--- What is asked ---
In the records below, find the line containing "jacket and record integer pixel coordinates."; copy exactly that line and all lines after it to the end, and nothing else.

● ● ● ● ●

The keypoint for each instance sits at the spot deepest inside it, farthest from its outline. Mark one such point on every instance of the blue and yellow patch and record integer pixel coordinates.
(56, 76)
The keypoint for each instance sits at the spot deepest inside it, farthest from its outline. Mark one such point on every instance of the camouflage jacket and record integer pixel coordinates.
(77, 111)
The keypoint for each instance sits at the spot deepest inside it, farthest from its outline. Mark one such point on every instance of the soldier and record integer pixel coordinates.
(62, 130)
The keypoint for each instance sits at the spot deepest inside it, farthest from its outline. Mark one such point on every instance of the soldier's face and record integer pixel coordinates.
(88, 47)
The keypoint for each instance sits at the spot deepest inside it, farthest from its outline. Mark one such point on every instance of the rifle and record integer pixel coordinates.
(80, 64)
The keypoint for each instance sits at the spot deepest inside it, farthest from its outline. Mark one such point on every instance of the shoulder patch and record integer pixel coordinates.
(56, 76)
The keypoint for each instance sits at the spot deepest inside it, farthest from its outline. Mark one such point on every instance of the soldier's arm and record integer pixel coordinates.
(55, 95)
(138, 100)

● ● ● ● ●

--- Solution to this exercise ---
The keypoint for each instance sits at the spot deepest inside it, farthest from its outline. Mark one such point on every instance of the camouflage jacket and record integer pixel coordinates.
(77, 111)
The keypoint for each instance sits at the spot deepest inside it, farthest from its outline. Mark one such point on every instance of the soldier and record integer pixel coordinates.
(62, 130)
The keypoint for each instance sits at the spot deepest inside it, farthest from its outline. Mark one such point on every instance of the soldier's face and record integer pixel coordinates.
(88, 47)
The keypoint for each instance sits at the spot deepest inside it, farthest from its outline. Mark one such point on every instance of the rifle and record integer pixel coordinates.
(80, 64)
The keypoint for each instance sits at the spot deepest inside it, farthest from its outline. Mark one such point on every instance of the shoulder patch and record integer pixel coordinates.
(56, 76)
The keypoint for each instance sits at the spot deepest inside it, farthest from its outline. Mark one such point on every instance of the soldier's arm and record integer pixel coordinates.
(55, 95)
(138, 100)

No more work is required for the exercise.